▼

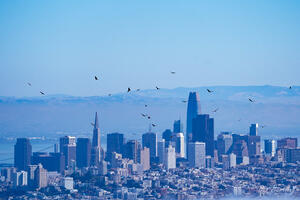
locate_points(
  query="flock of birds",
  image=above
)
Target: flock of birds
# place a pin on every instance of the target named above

▲

• [GIVEN PROBLEM] Transcribe the text lines of the rows above verbatim, omitting the pictures.

• [RESULT]
locate_points(
  query="flock of birds",
  image=above
)
Target: flock of birds
# place a pin on every instance of the target named above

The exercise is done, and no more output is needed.